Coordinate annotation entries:
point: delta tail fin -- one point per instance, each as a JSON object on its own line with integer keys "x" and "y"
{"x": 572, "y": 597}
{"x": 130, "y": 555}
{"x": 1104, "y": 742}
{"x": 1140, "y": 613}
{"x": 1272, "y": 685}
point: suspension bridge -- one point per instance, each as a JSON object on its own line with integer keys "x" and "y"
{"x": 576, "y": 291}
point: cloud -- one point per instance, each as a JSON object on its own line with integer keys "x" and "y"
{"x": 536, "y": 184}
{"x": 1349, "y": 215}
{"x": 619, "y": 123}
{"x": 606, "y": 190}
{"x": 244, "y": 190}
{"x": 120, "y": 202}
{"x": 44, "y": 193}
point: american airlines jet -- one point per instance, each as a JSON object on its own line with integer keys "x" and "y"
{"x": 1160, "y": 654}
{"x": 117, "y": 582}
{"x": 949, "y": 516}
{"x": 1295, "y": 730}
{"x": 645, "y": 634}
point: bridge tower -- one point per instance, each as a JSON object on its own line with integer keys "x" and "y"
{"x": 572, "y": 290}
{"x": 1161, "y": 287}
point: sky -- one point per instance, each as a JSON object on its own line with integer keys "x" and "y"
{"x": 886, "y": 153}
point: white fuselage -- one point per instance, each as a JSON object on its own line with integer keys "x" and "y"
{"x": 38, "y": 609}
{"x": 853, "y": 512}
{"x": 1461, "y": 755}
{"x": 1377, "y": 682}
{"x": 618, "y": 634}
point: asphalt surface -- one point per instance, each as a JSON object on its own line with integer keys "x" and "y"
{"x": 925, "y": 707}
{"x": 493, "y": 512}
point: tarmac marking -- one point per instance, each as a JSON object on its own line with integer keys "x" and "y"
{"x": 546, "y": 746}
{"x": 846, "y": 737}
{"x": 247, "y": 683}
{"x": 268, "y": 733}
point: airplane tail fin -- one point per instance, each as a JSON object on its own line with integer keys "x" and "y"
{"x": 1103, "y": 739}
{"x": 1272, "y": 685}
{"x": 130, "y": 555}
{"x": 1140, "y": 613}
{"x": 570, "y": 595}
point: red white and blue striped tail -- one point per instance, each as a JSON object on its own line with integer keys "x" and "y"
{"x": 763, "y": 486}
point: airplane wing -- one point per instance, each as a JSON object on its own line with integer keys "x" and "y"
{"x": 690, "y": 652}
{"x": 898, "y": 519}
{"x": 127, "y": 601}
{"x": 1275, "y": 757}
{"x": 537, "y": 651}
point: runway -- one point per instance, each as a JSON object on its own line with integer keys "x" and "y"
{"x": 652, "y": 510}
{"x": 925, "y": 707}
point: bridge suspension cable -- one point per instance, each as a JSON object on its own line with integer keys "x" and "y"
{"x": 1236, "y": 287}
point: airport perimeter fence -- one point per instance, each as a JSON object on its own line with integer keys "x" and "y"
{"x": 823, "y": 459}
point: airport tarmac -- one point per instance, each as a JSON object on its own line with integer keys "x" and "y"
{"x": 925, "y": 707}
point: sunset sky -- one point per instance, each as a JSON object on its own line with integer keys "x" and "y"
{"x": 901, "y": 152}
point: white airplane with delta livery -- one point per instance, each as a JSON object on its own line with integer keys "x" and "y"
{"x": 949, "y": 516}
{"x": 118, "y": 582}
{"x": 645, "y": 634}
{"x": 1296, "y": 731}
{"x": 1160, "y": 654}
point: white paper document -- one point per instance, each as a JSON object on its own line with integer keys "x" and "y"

TASK REQUIREMENTS:
Pull every line of the listing above and copy each one out unchanged, character for character.

FULL SOLUTION:
point: delta tail fin -- one point per instance, each as a JSON object on its own line with integer keys "x" and "y"
{"x": 572, "y": 597}
{"x": 130, "y": 555}
{"x": 1104, "y": 742}
{"x": 1140, "y": 613}
{"x": 1272, "y": 685}
point: suspension bridge -- one point per instance, each as a JSON object on its own line with integer keys "x" and "y"
{"x": 576, "y": 291}
point: cloud -- one point per instance, each as a JSON object on its own line with integer keys "x" and "y"
{"x": 536, "y": 184}
{"x": 1349, "y": 215}
{"x": 619, "y": 123}
{"x": 606, "y": 190}
{"x": 244, "y": 190}
{"x": 120, "y": 202}
{"x": 44, "y": 193}
point: american airlines jet -- one point per instance, each as a JSON object on its own line with integer keys "x" and "y"
{"x": 1160, "y": 654}
{"x": 117, "y": 582}
{"x": 949, "y": 516}
{"x": 1295, "y": 730}
{"x": 645, "y": 634}
point: bridge tower -- one point per instance, each as a JSON object on its own line with integer keys "x" and "y"
{"x": 572, "y": 290}
{"x": 1161, "y": 287}
point: sky -- one point per instance, each as a JSON object on its own line with integer keys "x" and "y"
{"x": 886, "y": 153}
point: white fuselage -- one point per instance, each as a JSON object on its own line with integer keys "x" and "y"
{"x": 38, "y": 609}
{"x": 853, "y": 512}
{"x": 1461, "y": 755}
{"x": 1377, "y": 682}
{"x": 618, "y": 634}
point: asphalt surface -- one point per instance, each as a JSON object on its own line with integer keys "x" and "y"
{"x": 925, "y": 707}
{"x": 493, "y": 512}
point: tarmac marking -- one point per instance, each as a JSON object on its own line with integer keys "x" and "y"
{"x": 546, "y": 746}
{"x": 846, "y": 737}
{"x": 247, "y": 683}
{"x": 268, "y": 733}
point: airplane tail fin -- one point per instance, each as a JSON object on its own line with integer keys "x" and "y"
{"x": 1103, "y": 739}
{"x": 1272, "y": 685}
{"x": 130, "y": 555}
{"x": 1140, "y": 613}
{"x": 570, "y": 595}
point: red white and blue striped tail -- one point per instance, each as a JSON object on its own line with integer keys "x" and "y"
{"x": 763, "y": 486}
point: airplane wing -- one point per instance, each as a JSON object on its own line with integer keys "x" and "y"
{"x": 690, "y": 652}
{"x": 898, "y": 519}
{"x": 127, "y": 601}
{"x": 1275, "y": 757}
{"x": 537, "y": 651}
point: runway -- one point per instance, each as a JSON object on its own line with integer keys "x" and "y"
{"x": 652, "y": 510}
{"x": 925, "y": 707}
point: bridge suspension cable -- one point per instance, each as a JSON object on its own line with integer keys "x" and "y"
{"x": 1236, "y": 287}
point: airport perimeter fence -- one point per instance, each as a JSON object on its own line with integer keys "x" and "y"
{"x": 823, "y": 459}
point: airport tarmac -- one point per instance, each as a JSON object on its own line with integer keys "x" and "y"
{"x": 925, "y": 707}
point: sunset sky -- one point per instance, each as a JSON object on its own line with integer keys "x" and "y"
{"x": 901, "y": 152}
point: white airplane with delta livery -- one point per instance, each as a JSON object on its own line with integer keys "x" and "y"
{"x": 949, "y": 516}
{"x": 118, "y": 582}
{"x": 645, "y": 634}
{"x": 1296, "y": 731}
{"x": 1160, "y": 654}
point: white paper document -- one point per instance, each as a JSON object on its own line with integer keys "x" and "y"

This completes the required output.